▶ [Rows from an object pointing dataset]
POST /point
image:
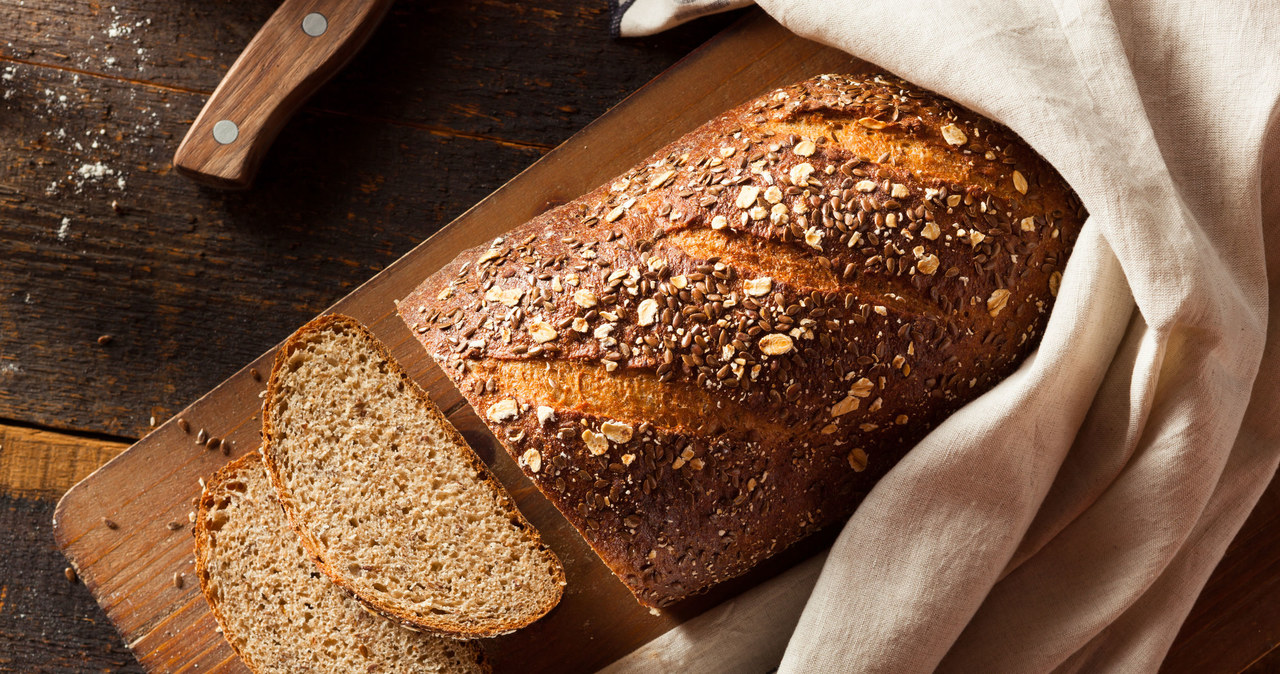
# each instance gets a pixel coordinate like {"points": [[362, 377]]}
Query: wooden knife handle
{"points": [[298, 49]]}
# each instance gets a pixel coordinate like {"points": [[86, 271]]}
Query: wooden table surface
{"points": [[110, 262]]}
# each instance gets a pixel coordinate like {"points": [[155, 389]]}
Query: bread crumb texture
{"points": [[392, 500], [278, 611]]}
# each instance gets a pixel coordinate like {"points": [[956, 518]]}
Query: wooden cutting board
{"points": [[131, 564]]}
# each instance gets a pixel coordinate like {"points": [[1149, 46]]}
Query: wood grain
{"points": [[36, 463], [280, 68], [446, 104], [155, 480], [1235, 623], [201, 297], [48, 623]]}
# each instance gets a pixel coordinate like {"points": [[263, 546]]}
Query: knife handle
{"points": [[298, 49]]}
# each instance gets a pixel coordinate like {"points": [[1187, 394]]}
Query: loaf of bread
{"points": [[720, 352], [278, 611], [388, 498]]}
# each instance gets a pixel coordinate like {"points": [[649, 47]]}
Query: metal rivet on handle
{"points": [[225, 132], [315, 24]]}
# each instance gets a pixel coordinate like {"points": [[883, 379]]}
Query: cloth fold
{"points": [[1068, 519]]}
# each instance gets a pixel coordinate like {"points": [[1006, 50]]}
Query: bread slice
{"points": [[389, 499], [277, 611]]}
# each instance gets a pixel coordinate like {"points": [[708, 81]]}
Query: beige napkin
{"points": [[1066, 519]]}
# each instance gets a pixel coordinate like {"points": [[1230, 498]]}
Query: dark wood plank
{"points": [[1237, 618], [46, 622], [197, 279], [204, 280], [598, 620], [42, 464], [522, 72]]}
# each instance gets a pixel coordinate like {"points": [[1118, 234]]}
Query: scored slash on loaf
{"points": [[720, 352]]}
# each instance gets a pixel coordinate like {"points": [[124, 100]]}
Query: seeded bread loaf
{"points": [[389, 499], [278, 611], [721, 351]]}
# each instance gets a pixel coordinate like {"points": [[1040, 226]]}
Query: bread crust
{"points": [[425, 623], [200, 530], [777, 307]]}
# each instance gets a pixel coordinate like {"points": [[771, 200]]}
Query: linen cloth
{"points": [[1066, 519]]}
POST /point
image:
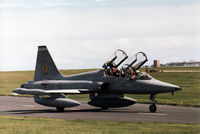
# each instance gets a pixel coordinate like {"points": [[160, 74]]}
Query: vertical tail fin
{"points": [[45, 67]]}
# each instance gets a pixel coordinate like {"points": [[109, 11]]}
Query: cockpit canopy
{"points": [[130, 69], [116, 59]]}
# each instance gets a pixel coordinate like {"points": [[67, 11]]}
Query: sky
{"points": [[85, 33]]}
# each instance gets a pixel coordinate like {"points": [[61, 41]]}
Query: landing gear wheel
{"points": [[60, 109], [152, 108]]}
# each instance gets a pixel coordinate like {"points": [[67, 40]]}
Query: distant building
{"points": [[183, 64], [156, 63]]}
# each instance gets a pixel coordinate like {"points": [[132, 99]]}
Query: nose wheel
{"points": [[152, 107]]}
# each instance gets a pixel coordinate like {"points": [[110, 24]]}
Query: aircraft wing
{"points": [[70, 91], [45, 92]]}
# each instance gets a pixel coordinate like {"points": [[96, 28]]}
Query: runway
{"points": [[23, 106]]}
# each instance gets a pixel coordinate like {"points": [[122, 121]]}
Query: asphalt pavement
{"points": [[24, 106]]}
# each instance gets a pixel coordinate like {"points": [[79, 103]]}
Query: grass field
{"points": [[189, 81], [24, 125]]}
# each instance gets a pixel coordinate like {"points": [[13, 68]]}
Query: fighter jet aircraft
{"points": [[106, 87]]}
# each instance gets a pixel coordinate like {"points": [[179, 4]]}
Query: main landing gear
{"points": [[152, 107]]}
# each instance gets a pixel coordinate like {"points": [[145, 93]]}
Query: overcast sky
{"points": [[84, 33]]}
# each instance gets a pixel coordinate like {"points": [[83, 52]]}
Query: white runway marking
{"points": [[162, 114], [28, 106]]}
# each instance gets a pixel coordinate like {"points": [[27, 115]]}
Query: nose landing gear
{"points": [[152, 107]]}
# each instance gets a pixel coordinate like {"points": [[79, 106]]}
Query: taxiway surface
{"points": [[23, 106]]}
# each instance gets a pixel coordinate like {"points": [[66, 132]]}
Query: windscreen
{"points": [[116, 59]]}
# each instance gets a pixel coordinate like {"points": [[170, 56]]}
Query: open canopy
{"points": [[117, 58]]}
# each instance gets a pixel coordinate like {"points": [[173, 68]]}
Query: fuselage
{"points": [[96, 81]]}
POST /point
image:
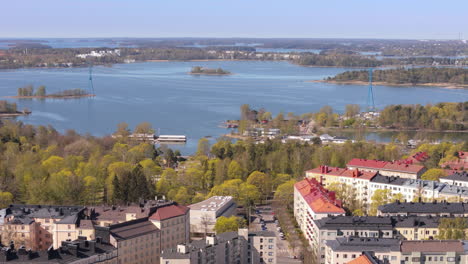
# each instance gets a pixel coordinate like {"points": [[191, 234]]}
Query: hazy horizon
{"points": [[360, 19]]}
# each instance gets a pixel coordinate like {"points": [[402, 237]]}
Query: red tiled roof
{"points": [[318, 198], [408, 246], [170, 211], [402, 166], [363, 259], [343, 172], [376, 164]]}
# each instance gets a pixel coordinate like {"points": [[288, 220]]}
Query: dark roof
{"points": [[427, 208], [262, 233], [432, 246], [458, 176], [368, 244], [131, 229], [355, 222], [170, 211], [408, 222], [25, 214], [62, 255], [389, 180]]}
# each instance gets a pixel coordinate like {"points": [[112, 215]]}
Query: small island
{"points": [[426, 76], [28, 92], [207, 71], [10, 110]]}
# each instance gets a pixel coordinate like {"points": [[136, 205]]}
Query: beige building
{"points": [[345, 249], [229, 248], [39, 227], [313, 202], [203, 215]]}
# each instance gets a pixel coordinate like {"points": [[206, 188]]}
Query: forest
{"points": [[414, 76], [29, 91], [441, 116], [39, 165]]}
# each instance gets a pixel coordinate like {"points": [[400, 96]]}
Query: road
{"points": [[283, 253]]}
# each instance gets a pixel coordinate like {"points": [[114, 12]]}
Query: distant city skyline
{"points": [[397, 19]]}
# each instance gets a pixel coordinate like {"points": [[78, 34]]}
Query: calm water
{"points": [[178, 103]]}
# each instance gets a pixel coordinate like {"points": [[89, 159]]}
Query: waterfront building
{"points": [[230, 247], [203, 215], [459, 178], [440, 209], [402, 169], [313, 202]]}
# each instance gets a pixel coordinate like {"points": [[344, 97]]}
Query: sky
{"points": [[403, 19]]}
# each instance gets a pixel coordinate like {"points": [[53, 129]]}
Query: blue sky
{"points": [[408, 19]]}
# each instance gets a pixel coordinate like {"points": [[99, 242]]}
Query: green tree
{"points": [[228, 224], [203, 148], [41, 91], [433, 174], [235, 171], [285, 193]]}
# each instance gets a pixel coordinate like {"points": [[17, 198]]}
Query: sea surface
{"points": [[175, 102]]}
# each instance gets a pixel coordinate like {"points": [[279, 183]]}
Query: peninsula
{"points": [[427, 76], [207, 71], [28, 92], [8, 109]]}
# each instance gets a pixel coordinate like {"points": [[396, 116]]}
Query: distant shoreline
{"points": [[50, 96], [440, 85], [205, 73], [15, 114]]}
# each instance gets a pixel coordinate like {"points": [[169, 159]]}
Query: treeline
{"points": [[338, 60], [201, 70], [40, 165], [41, 92], [413, 76], [442, 116], [7, 107], [29, 91]]}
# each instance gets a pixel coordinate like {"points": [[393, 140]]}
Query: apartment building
{"points": [[367, 257], [230, 247], [433, 251], [441, 209], [313, 202], [80, 251], [137, 241], [174, 223], [39, 227], [403, 169], [345, 249], [356, 178], [457, 178], [203, 215]]}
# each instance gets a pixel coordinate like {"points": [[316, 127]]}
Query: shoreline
{"points": [[440, 85], [393, 130], [50, 96], [2, 115]]}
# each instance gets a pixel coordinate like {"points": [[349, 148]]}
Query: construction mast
{"points": [[370, 94]]}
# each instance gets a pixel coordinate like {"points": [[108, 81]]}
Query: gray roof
{"points": [[458, 176], [408, 222], [131, 229], [262, 233], [355, 222], [424, 208], [64, 214], [364, 244]]}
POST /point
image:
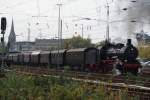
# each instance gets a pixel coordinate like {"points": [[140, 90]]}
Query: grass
{"points": [[22, 87]]}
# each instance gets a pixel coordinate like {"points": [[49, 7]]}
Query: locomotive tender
{"points": [[84, 59]]}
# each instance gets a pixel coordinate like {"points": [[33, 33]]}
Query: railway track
{"points": [[92, 78]]}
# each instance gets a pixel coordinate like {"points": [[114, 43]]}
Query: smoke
{"points": [[138, 14]]}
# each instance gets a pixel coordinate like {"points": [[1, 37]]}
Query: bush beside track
{"points": [[27, 87]]}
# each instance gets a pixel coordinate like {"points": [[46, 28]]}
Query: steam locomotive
{"points": [[84, 59]]}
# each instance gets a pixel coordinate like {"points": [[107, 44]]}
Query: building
{"points": [[24, 46]]}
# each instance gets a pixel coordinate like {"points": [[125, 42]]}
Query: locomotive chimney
{"points": [[129, 42]]}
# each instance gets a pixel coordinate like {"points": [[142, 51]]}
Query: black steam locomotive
{"points": [[83, 59]]}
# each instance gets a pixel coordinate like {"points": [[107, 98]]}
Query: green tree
{"points": [[77, 42]]}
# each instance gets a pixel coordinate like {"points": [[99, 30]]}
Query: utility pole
{"points": [[59, 30], [107, 29], [3, 29]]}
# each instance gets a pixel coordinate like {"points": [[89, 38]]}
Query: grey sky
{"points": [[22, 11]]}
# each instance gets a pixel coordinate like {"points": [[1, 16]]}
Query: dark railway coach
{"points": [[83, 58], [58, 57]]}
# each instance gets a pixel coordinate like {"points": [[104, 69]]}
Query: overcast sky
{"points": [[24, 13]]}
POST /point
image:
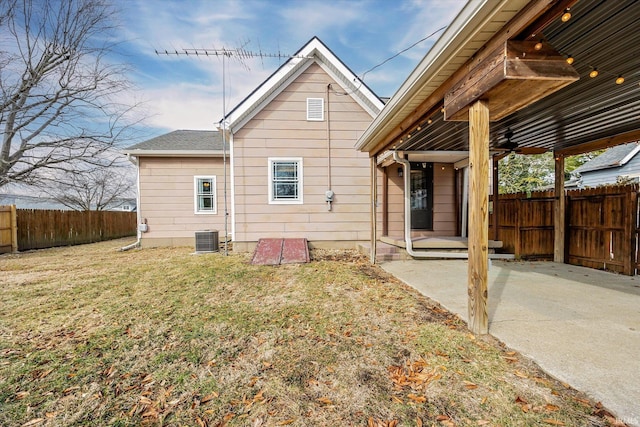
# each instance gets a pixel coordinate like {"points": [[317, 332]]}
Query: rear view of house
{"points": [[296, 172], [293, 171]]}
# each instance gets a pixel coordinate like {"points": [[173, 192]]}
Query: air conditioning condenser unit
{"points": [[207, 241]]}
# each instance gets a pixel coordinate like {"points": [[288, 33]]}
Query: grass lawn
{"points": [[93, 336]]}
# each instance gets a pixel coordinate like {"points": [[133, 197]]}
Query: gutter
{"points": [[136, 244]]}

▶ [Work to be completed] From the listing, copy out each line that contains the string "track".

▶ [Exercise result]
Query: railway track
Query: bush beside track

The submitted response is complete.